(Data drawn from a collection)
===

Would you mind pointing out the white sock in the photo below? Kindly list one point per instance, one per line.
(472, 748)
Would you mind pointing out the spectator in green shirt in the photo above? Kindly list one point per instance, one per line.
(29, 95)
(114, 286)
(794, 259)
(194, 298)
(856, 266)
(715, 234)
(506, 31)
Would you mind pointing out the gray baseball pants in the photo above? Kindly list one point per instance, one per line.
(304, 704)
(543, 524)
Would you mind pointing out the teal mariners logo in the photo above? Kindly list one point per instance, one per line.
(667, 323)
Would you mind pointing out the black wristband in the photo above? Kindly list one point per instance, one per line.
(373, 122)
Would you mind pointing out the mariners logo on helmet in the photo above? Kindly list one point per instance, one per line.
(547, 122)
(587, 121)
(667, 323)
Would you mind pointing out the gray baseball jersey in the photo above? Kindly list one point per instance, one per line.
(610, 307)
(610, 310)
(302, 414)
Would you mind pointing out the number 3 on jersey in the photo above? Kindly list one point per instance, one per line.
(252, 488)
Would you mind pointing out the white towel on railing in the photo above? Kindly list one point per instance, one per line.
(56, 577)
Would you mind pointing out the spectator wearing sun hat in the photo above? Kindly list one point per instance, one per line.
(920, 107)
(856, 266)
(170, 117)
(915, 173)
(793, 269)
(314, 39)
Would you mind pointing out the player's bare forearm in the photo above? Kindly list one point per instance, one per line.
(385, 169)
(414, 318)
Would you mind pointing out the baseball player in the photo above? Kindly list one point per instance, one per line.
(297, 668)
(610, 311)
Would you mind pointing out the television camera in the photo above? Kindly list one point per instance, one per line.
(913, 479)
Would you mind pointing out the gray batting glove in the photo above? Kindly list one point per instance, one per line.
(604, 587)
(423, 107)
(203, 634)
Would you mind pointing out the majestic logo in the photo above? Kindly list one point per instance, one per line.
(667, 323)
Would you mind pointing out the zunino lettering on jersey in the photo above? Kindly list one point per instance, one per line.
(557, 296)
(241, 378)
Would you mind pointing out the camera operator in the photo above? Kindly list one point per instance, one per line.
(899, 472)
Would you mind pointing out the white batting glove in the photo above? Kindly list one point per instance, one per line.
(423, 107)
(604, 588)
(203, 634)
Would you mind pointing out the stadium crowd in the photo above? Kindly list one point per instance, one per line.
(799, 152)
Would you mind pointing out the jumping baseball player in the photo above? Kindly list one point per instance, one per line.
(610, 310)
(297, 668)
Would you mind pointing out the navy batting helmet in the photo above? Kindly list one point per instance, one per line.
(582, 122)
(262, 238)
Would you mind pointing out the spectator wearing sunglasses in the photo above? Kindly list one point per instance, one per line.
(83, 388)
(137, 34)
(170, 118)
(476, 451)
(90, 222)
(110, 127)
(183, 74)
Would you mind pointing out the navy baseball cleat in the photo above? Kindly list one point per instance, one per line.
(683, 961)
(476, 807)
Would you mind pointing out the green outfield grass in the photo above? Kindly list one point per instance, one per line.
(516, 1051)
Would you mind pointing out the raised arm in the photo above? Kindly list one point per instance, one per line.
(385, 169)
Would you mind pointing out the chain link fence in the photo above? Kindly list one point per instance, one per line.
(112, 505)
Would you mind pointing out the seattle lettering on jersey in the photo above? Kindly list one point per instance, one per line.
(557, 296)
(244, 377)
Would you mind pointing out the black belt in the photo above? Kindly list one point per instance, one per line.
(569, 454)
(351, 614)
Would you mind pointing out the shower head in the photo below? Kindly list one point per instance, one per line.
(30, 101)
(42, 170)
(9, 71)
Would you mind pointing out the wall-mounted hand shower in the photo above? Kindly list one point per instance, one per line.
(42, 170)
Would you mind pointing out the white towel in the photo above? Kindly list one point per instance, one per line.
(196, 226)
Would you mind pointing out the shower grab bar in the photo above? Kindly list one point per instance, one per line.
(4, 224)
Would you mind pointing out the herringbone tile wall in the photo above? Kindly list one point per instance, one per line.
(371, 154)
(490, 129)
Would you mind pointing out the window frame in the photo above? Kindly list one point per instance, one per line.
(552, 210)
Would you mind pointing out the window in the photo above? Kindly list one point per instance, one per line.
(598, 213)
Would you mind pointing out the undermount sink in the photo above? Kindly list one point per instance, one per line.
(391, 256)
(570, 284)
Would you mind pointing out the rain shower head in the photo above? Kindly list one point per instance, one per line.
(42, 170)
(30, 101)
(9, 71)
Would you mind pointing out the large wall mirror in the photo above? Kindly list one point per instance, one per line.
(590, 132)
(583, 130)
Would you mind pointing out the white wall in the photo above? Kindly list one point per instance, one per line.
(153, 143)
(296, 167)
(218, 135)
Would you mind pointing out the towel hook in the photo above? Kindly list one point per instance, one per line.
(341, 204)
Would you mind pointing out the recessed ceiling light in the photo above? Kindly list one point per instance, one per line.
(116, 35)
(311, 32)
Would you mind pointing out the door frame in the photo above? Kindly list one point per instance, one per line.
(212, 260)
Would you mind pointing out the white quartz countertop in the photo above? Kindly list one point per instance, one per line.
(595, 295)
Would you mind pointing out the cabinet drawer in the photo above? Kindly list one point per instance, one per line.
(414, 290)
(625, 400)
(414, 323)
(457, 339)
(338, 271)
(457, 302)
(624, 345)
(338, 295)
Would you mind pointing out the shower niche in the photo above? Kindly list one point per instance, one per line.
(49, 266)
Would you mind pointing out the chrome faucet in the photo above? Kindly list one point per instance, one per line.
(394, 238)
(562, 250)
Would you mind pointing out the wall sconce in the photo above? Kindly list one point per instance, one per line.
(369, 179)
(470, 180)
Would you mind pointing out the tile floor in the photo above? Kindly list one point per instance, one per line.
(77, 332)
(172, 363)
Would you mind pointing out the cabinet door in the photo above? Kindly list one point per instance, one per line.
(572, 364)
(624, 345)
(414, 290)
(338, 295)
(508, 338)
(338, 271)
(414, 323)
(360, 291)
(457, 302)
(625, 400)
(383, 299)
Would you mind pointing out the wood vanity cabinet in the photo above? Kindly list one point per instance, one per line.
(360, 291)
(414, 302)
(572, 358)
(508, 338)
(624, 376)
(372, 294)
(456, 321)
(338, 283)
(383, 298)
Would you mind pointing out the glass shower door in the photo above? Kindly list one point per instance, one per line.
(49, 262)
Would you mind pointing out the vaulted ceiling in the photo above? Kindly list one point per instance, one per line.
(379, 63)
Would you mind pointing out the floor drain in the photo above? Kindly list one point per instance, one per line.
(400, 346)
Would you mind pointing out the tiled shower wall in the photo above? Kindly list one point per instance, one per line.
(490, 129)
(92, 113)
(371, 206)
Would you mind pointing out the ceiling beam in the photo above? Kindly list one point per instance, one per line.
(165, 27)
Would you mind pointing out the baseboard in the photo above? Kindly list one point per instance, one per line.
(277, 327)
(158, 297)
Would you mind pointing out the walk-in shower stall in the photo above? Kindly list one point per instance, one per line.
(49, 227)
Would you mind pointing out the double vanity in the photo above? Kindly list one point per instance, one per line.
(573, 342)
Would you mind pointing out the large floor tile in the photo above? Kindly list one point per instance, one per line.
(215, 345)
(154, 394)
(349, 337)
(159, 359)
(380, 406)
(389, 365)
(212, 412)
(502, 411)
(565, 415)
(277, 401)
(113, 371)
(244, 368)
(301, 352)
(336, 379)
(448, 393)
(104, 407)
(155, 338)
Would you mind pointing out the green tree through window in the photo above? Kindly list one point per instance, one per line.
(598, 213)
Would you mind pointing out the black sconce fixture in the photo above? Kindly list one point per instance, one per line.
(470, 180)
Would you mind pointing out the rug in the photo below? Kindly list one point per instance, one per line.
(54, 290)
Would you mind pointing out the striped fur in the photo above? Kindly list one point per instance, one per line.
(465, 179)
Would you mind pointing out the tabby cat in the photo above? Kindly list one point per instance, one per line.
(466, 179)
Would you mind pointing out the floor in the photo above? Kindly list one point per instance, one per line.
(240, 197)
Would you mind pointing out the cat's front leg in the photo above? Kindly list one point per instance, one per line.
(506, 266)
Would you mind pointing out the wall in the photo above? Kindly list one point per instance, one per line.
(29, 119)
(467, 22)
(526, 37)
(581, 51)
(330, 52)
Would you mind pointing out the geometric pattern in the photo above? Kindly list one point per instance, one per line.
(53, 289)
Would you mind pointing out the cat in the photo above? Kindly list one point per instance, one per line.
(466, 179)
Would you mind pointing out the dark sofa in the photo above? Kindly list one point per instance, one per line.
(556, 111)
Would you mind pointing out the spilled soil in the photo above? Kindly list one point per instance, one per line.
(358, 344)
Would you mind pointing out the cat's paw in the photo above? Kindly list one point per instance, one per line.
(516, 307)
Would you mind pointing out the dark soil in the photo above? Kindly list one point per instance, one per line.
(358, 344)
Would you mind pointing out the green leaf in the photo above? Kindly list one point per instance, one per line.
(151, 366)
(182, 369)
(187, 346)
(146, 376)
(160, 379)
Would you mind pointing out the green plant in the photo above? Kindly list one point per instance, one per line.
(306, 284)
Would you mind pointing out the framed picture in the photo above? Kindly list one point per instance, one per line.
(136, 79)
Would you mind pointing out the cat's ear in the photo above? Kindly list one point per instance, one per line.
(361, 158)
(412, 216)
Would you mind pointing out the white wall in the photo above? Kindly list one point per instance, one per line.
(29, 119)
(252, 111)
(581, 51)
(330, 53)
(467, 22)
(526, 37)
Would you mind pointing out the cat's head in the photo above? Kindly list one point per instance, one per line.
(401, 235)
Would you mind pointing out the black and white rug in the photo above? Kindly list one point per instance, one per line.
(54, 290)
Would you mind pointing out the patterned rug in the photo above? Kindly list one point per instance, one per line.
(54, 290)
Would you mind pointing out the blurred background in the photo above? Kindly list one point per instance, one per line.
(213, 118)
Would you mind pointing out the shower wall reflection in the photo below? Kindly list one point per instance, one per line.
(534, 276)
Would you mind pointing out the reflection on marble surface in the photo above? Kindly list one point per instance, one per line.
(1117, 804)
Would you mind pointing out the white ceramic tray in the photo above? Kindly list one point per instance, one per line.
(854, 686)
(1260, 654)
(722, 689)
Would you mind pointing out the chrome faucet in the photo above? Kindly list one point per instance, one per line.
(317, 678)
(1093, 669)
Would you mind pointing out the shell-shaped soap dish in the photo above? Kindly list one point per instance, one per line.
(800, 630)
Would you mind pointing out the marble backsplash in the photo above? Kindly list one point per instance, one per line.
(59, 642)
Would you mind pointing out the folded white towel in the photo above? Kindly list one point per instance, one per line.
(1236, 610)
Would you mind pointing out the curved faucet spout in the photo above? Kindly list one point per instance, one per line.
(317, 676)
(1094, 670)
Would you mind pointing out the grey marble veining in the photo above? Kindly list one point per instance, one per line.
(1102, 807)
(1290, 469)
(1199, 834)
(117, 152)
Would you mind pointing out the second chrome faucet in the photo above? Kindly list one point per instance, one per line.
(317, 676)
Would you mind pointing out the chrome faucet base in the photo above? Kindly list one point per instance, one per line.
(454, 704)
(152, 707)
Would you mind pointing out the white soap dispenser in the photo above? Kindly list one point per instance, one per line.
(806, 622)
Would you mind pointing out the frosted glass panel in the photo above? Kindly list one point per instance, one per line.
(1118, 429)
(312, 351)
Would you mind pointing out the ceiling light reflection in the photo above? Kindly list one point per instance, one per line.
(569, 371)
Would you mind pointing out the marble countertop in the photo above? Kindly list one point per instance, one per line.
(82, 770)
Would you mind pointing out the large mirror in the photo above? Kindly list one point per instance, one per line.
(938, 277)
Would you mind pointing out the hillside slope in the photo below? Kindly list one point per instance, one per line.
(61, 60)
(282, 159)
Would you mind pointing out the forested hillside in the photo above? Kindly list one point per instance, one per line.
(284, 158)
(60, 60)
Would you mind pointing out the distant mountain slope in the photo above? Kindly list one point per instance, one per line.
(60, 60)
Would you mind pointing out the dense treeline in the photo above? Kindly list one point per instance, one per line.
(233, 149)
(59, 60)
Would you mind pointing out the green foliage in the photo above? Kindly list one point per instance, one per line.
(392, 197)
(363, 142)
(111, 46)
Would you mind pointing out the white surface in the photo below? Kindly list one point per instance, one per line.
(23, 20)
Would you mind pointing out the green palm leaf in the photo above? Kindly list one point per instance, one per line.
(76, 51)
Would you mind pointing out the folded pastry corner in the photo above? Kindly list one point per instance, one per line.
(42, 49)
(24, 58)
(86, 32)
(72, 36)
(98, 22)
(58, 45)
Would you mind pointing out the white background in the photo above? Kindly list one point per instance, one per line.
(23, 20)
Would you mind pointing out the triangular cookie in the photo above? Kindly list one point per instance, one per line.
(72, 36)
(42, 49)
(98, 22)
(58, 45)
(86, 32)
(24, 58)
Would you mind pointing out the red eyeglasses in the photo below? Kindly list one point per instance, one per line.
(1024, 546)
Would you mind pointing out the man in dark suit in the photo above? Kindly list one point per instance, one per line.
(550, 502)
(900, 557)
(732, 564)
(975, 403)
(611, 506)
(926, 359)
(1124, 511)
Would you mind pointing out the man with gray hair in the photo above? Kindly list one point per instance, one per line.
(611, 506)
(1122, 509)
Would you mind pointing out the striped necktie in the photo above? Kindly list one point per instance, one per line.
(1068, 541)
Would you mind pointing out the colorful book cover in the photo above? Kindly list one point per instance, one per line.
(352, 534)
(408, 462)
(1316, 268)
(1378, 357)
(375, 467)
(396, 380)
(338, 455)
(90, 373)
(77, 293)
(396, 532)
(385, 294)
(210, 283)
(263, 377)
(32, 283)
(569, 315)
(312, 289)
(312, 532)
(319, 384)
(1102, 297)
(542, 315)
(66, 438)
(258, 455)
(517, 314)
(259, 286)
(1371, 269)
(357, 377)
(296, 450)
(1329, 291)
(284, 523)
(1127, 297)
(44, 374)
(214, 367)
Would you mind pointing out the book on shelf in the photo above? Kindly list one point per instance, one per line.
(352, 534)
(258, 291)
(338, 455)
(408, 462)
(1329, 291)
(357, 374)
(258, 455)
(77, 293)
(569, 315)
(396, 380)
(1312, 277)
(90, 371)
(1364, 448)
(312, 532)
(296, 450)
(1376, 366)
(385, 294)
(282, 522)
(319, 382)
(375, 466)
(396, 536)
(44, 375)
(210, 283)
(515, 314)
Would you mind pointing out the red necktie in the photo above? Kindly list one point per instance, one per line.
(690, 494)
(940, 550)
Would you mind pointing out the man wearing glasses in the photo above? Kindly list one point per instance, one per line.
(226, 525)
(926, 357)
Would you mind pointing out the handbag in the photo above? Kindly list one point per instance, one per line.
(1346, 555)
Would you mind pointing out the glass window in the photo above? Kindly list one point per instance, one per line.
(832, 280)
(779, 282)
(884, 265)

===

◆ **Stated problem**
Give the lines as a numbered list, starting with the line that contains "Would you mind pointing out the man with" and continuing to the last line of the items. Leave out any blank lines.

◆ **Reply to the exercise**
1. Would you mind pointing out the man with gray hair in the photo above? Kindly list one point per instance, one per line.
2. (611, 506)
3. (1122, 509)
4. Would you mind pointing out the striped necktie in the photo above? Kindly list one point per instance, one per line.
5. (1068, 541)
6. Would you mind pointing out the colorful book cover in the photo above? Kindly list one point per instance, one per line.
7. (352, 534)
8. (408, 462)
9. (1316, 268)
10. (1378, 357)
11. (375, 467)
12. (396, 380)
13. (338, 455)
14. (90, 373)
15. (77, 293)
16. (396, 532)
17. (385, 294)
18. (210, 283)
19. (263, 377)
20. (32, 283)
21. (569, 315)
22. (312, 289)
23. (312, 532)
24. (319, 384)
25. (1102, 297)
26. (542, 315)
27. (66, 438)
28. (258, 455)
29. (517, 314)
30. (259, 286)
31. (1371, 269)
32. (357, 377)
33. (296, 450)
34. (1329, 291)
35. (284, 523)
36. (1127, 297)
37. (44, 374)
38. (214, 367)
39. Would you mind pointing out the book on shelf in the photo above? Kindly list one point per instance, one per line.
40. (352, 534)
41. (258, 291)
42. (338, 455)
43. (408, 462)
44. (1329, 291)
45. (357, 374)
46. (258, 455)
47. (77, 293)
48. (569, 315)
49. (396, 380)
50. (1312, 277)
51. (90, 371)
52. (1364, 448)
53. (312, 532)
54. (296, 450)
55. (1376, 366)
56. (385, 294)
57. (282, 522)
58. (319, 382)
59. (375, 466)
60. (396, 536)
61. (44, 375)
62. (210, 283)
63. (515, 314)
64. Would you mind pointing out the red necktie in the photo above? Kindly list one point per instance, one per line.
65. (690, 494)
66. (940, 550)
67. Would you mind pointing out the man wearing glasses in the photo above? Kindly list one point per instance, one per line.
68. (226, 525)
69. (926, 357)
70. Would you mind pointing out the handbag in the photo above? Kindly list one point per instance, one per line.
71. (1346, 555)
72. Would you mind pointing out the glass window in the photo above? Kindly list one point per instance, one per line.
73. (832, 280)
74. (779, 282)
75. (884, 265)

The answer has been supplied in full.